::: Selected excerpt

Investigating WDR72's intracellular function in enamel mineralization

Objectives: Our overall aim is to determine the function of WDR72 in enamel mineralization. We previously characterized a Wdr72 knockout mouse model and linked a human WDR72 mutation to a hypomaturation type of Amelogenesis Imperfecta, both showing decreases in mineralized enamel. Ours and other published works have shown that WDR72 is needed for protein removal from the enamel matrix in order for enamel crystals to mature (fully mineralize). Wdr72-/- mice have retained matrix proteins, largely amelogenins, which suggests that amelogenins are (1) not being hydrolyzed to make room for the growing enamel crystals, or (2) not being reabsorbed by the ameloblasts. In this study, we therefore tested whether activity of KLK4, an essential protease secreted during enamel maturation, was decreased in the absence of WDR72. In addition, we tested whether the WDR72 deletion affects endocytosis, a major event occurring during this stage of enamel formation.
Methods: Ameloblasts from Wdr72^+/+, Wdr72^+/- and Wdr72^-/- mouse incisors were microdissected from the enamel surface and used to compare relative amounts of KLK4 mRNA. The underlying enamel was assayed for KLK4 protease activity using a quenched peptide assay. To test for an endocytosis-related function, mice were injected with HRP, a tracer molecule for constitutive endocytosis, and relative HRP immunofluorescence was compared in Wdr72^+/+, Wdr72^-/- ameloblasts.
Results: KLK4 mRNA expression and proteinase activity were not significantly different among Wdr72^+/+, Wdr72^+/- and Wdr72^-/- mice. HRP uptake appeared to be reduced at the apical ends of Wdr72^-/- maturation-stage ameloblasts with no obvious effect in secretory ameloblasts.
Conclusions: The retention of enamel matrix proteins in maturation stage Wdr72^-/- mice is not due to changes in KLK4 activity. However, the reduced HRP uptake in Wdr72 ^-/- maturation-stage ameloblasts suggests either a direct function of WDR72 in endocytosis, or an indirect effect secondary to matrix retention.

::::::
::: Information provided

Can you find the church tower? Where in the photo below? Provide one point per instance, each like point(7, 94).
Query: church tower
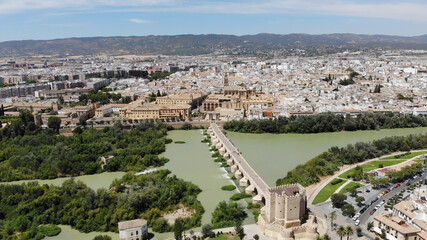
point(226, 80)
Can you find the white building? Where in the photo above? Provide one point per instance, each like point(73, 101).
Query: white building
point(136, 229)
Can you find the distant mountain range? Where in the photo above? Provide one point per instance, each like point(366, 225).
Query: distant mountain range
point(208, 44)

::::::

→ Task brief
In the abstract on WDR72 and enamel mineralization, which protease's activity was tested for a decrease in the absence of WDR72?

→ Response
KLK4, an essential protease secreted during enamel maturation.